# Nano Externals



## ElectricBlue (9 Aug 2011)

Hi everyone!

I haven't set up a new tank for about a year and a half so things are pretty rusty. I was just wondering if anyone could recommend a good nano external filter for a 24x8x8 tank. My previous tank was a lot bigger so I am just now learning about nanos. I need good flow and preferably under £60. It's only got 25l volume so shouldn't need to be too big  .

Cheers guys.


----------



## Sentral (9 Aug 2011)

Hydor prime 10 or Eheim 2213


----------



## kev88 (9 Aug 2011)

I have the same size tank and i use a hang on filter Ehiem liberty not expensive and holds lots of media with a flow that i can control, there is no hassle of tubes and pipes etc and is very silent and does not require regular cleaning.


----------



## GillesF (9 Aug 2011)

I'm also looking for a nano cannister filter but my tank is only 8-10 liters. Most small canister filters are 200l/h minimum ...   HOBs are no option, they make too much noise.


----------



## ElectricBlue (9 Aug 2011)

Thanks for the replys  

Yeah I'm leaning more towards the hang on filter now. Does it give a good flow rate?


----------



## Maloney (10 Aug 2011)

kev88 said:
			
		

> I have the same size tank and i use a hang on filter Ehiem liberty not expensive and holds lots of media with a flow that i can control, there is no hassle of tubes and pipes etc and is very silent and does not require regular cleaning.


hi sorry to butt in, which liberty would you recommend for a 25 ltr nano?


----------



## nayr88 (10 Aug 2011)

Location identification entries
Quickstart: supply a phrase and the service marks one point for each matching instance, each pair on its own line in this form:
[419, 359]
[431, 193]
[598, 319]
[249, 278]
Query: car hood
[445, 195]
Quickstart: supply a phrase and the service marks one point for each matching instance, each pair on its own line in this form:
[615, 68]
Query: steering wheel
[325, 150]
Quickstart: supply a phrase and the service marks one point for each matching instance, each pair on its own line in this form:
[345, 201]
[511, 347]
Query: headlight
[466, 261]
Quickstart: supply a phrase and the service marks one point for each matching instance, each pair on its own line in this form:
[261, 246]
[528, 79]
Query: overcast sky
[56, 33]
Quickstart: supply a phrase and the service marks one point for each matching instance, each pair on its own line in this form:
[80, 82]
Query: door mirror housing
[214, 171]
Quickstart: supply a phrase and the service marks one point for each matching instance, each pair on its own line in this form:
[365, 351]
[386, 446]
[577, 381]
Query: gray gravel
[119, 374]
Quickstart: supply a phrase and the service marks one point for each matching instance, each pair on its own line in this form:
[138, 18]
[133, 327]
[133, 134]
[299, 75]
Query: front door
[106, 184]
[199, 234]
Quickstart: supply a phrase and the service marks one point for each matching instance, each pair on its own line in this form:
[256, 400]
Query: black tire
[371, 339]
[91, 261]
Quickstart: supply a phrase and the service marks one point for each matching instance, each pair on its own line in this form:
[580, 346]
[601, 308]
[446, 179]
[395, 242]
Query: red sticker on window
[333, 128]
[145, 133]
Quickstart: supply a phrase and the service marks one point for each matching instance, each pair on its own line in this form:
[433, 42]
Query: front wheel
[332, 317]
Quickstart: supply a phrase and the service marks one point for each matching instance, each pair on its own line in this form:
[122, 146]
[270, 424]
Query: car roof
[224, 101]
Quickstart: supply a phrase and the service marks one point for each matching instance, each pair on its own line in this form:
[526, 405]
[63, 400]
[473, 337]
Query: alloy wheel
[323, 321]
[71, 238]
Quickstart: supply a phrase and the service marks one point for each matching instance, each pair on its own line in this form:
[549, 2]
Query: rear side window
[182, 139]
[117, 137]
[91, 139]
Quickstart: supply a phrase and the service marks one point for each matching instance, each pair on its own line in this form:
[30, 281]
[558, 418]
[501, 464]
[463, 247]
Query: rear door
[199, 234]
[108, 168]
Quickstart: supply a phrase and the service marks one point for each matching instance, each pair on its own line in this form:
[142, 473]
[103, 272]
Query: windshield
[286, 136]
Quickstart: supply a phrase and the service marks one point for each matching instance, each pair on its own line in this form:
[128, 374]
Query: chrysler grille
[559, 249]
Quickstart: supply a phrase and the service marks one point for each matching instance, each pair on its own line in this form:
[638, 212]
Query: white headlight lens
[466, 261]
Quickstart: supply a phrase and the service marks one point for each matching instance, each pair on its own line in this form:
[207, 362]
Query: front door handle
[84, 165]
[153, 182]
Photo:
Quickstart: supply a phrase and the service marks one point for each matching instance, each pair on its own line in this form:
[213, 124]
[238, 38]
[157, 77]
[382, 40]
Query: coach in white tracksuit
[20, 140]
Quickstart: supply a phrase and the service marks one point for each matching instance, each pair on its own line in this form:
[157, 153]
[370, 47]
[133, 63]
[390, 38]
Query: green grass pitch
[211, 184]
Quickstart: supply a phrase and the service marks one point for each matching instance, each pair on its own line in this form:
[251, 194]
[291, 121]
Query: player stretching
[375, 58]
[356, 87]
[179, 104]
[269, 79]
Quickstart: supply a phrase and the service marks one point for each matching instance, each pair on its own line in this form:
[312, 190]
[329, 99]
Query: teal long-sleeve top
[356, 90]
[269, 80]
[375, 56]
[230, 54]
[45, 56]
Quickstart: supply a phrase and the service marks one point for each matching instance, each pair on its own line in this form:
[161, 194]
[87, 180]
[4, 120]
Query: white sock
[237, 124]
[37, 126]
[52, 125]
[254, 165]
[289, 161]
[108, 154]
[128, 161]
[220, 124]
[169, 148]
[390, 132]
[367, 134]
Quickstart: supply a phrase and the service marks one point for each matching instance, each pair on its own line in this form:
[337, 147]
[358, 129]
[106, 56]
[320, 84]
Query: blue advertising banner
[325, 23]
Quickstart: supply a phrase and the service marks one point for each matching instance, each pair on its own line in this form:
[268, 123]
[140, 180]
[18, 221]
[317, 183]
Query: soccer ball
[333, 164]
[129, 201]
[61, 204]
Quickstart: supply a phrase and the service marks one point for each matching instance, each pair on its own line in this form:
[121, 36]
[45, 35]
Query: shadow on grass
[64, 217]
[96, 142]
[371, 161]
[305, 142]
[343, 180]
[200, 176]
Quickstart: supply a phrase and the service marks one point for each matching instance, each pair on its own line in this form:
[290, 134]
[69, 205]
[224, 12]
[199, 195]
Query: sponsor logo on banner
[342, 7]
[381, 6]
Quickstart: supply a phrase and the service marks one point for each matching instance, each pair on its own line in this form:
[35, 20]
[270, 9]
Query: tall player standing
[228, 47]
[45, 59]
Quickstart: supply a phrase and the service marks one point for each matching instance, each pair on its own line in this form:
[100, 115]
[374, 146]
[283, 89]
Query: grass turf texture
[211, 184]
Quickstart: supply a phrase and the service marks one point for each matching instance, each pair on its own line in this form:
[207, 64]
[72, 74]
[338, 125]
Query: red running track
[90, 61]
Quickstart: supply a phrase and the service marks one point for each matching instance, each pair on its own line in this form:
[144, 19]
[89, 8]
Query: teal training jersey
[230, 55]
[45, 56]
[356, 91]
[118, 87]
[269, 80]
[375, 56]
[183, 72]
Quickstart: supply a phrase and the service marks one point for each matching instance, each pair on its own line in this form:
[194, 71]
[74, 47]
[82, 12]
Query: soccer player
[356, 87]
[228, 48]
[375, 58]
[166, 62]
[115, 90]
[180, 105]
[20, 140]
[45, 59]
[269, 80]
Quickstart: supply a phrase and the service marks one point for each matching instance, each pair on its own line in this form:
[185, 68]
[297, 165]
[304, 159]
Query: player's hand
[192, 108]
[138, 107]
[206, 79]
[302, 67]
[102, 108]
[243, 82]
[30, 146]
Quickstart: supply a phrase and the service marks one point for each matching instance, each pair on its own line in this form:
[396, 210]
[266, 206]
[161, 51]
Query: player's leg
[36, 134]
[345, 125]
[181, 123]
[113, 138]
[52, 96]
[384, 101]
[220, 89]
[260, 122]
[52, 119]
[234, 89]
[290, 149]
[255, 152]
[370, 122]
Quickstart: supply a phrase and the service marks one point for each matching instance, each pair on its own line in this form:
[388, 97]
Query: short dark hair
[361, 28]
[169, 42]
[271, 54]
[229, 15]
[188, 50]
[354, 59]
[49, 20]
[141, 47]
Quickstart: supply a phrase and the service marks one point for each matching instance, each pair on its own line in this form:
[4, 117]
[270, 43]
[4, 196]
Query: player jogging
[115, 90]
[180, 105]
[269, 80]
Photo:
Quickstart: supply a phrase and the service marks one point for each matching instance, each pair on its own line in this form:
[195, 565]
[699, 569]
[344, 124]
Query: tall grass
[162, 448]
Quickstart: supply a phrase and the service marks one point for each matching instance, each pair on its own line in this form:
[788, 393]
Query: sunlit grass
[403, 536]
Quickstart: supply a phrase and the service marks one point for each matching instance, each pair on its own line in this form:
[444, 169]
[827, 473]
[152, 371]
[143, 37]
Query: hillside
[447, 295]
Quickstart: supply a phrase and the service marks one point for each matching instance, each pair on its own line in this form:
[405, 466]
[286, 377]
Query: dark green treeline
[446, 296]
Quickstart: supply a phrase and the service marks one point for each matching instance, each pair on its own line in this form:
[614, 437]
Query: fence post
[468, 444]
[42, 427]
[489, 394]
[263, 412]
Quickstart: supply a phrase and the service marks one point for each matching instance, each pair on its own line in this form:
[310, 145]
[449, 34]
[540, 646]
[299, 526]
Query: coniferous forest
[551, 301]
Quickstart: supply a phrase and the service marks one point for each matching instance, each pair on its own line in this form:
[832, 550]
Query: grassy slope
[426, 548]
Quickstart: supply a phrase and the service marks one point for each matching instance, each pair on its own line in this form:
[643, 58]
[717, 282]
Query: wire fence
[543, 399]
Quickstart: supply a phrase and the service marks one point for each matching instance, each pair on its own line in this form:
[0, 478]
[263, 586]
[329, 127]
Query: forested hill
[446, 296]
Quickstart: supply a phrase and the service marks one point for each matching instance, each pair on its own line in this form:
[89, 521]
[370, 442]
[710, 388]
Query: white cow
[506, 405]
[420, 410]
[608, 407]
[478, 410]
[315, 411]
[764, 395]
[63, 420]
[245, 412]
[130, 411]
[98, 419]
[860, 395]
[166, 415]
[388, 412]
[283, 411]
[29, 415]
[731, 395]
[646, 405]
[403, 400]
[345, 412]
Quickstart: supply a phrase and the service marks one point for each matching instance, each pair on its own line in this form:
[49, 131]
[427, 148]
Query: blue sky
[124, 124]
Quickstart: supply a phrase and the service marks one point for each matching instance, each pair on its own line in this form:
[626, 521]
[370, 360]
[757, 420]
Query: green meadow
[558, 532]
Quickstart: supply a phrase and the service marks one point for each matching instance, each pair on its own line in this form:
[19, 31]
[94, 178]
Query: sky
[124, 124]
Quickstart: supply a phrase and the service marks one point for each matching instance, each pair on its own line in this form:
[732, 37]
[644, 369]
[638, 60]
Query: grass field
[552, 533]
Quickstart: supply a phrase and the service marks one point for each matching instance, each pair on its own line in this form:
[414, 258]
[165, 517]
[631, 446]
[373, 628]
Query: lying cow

* **DIRECTION**:
Reproduce the stretch of the nano filter thread from "## kev88 (9" through "GillesF (9 Aug 2011)", substituting "quiet" for "silent".

* **REPLY**:
## kev88 (9 Aug 2011)

I have the same size tank and i use a hang on filter Ehiem liberty not expensive and holds lots of media with a flow that i can control, there is no hassle of tubes and pipes etc and is very quiet and does not require regular cleaning.


----------



## GillesF (9 Aug 2011)